_INSTRUÇÃO 1:_ Segundo o trecho sobre oficinas de criação literária, qual foi o foco das oficinas realizadas no NETI no semestre 2015.2?

_TRECHO DA PÁGINA:_
· · ·
A Oficina de Criação Literária “é o espaço onde são oferecidas atividades práticas de criação pela palavra escrita, proporcionando novos conhecimentos e vivências.” (MEROLA, 2014, p 49). Fundamentada em pesquisas do Psicodrama, suas ações pedagógicas têm por meta aprimorar e favorecer o desempenho cognitivo, sócio-afetivo e sócio-existencial de pessoas maduras e idosas. Tem por objetivos desenvolver o papel social de escritor por meio de sua complementação com o papel de leitor. Suas estratégias são criadas para que alunos treinem a habilidade de estabelecer vínculos, estreitem a relação com a própria interioridade, e conheçam dados culturais novos.
No semestre 2015.2, as Oficinas de Criação Literária realizadas no Núcleo de Estudos da Terceira Idade (NETI, UFSC) tiveram por foco a escrita de cartas literárias. “A carta é um texto escrito no qual alguém transmite uma informação a um destinatário ou leitor, que interpreta o sentido e assume determinada atitude diante da informação recebida.” (MORAES; 2008, p. 156.). Nesse gênero, há uma tônica de premência da comunicação entre emissor e destinatário, o que aponta para a cumplicidade, imprimindo ao discurso certo teor de exposição e de proximidade.
A escrita de uma carta envolve o uso de elementos que a aproximam do conto e da crônica. O emissor é o narrador personagem, mas poderá introduzir outros, transferindo-lhes o protagonismo. O destinatário da carta literária é um complementar do narrador ou substituto do leitor no próprio texto. No conto, é facultado usar a referência ao leitor como um “artifício retórico, uma forma de controlar e complicar as respostas do leitor real, que permanece fora do texto.” (LODGE, p. 90). No início do texto epistolar há uma descrição espaço-temporal sucinta que comparece na data e local apontado; esse elemento descritivo aproxima a carta literária da crônica.
· · ·
_Listagem de dados:_
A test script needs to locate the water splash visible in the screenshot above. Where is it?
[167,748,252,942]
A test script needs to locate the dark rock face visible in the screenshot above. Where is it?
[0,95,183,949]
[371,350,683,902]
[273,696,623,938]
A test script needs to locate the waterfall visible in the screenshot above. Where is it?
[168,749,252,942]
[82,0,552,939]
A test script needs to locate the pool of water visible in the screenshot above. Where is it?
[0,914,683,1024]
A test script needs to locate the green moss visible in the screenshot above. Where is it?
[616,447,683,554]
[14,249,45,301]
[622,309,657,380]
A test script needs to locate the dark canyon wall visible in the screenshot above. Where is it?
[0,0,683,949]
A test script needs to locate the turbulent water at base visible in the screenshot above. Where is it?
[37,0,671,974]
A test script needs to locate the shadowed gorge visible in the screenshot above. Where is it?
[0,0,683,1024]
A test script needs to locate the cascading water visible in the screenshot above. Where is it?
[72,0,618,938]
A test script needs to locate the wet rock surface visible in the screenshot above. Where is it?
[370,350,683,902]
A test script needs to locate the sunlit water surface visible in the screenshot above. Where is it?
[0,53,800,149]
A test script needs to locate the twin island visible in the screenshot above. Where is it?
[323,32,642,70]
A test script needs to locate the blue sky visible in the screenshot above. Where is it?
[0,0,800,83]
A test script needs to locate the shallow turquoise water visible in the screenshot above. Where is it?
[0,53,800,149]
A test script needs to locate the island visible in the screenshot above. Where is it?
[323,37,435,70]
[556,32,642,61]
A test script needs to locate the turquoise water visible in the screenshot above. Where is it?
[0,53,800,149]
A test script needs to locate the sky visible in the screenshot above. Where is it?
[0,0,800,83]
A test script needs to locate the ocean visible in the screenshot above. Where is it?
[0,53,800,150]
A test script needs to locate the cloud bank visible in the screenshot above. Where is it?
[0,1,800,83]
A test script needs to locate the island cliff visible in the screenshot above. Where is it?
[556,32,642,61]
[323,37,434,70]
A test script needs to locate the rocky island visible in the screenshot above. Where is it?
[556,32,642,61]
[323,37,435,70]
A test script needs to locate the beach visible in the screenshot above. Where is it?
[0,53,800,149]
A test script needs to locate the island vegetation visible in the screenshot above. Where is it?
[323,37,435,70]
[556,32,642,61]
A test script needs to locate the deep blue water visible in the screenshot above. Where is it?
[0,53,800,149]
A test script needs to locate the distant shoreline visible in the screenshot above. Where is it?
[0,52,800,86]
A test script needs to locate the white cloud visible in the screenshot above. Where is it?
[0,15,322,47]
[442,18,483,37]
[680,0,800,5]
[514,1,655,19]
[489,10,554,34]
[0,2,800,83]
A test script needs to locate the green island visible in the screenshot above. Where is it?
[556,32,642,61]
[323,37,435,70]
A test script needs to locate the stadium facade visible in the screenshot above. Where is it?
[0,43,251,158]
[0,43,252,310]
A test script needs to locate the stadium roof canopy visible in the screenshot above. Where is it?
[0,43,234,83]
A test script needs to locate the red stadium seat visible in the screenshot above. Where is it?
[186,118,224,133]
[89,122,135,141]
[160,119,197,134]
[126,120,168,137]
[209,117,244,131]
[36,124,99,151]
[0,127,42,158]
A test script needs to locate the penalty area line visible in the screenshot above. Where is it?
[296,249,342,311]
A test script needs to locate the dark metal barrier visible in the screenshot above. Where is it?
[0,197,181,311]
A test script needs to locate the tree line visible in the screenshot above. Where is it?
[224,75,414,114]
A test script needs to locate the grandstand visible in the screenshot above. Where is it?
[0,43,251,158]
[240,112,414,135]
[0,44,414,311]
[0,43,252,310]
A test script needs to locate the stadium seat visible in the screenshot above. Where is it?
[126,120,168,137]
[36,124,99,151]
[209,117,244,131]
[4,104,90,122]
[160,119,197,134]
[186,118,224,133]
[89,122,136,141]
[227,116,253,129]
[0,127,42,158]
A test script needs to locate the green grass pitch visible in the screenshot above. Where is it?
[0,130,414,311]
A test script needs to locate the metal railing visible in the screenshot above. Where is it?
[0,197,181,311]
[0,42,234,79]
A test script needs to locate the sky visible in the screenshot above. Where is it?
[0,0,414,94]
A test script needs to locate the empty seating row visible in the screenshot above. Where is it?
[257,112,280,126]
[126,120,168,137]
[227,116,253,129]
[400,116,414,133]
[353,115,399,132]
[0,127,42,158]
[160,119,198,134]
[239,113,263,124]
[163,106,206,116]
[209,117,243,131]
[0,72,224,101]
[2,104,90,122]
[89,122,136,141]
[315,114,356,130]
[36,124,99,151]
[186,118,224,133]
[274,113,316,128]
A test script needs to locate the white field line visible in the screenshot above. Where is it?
· · ·
_INSTRUÇÃO 2:_ Formate como lista numerada as linhas da listagem de dados que vão do início dela até a linha que contém "[0,0,683,1024]", ambas incluídas, deixando de fora as linhas em branco.

_RESPOSTA 1:_ A escrita de cartas literárias.

_RESPOSTA 2:_
1. A test script needs to locate the water splash visible in the screenshot above. Where is it?
2. [167,748,252,942]
3. A test script needs to locate the dark rock face visible in the screenshot above. Where is it?
4. [0,95,183,949]
5. [371,350,683,902]
6. [273,696,623,938]
7. A test script needs to locate the waterfall visible in the screenshot above. Where is it?
8. [168,749,252,942]
9. [82,0,552,939]
10. A test script needs to locate the pool of water visible in the screenshot above. Where is it?
11. [0,914,683,1024]
12. A test script needs to locate the green moss visible in the screenshot above. Where is it?
13. [616,447,683,554]
14. [14,249,45,301]
15. [622,309,657,380]
16. A test script needs to locate the dark canyon wall visible in the screenshot above. Where is it?
17. [0,0,683,949]
18. A test script needs to locate the turbulent water at base visible in the screenshot above. Where is it?
19. [37,0,671,974]
20. A test script needs to locate the shadowed gorge visible in the screenshot above. Where is it?
21. [0,0,683,1024]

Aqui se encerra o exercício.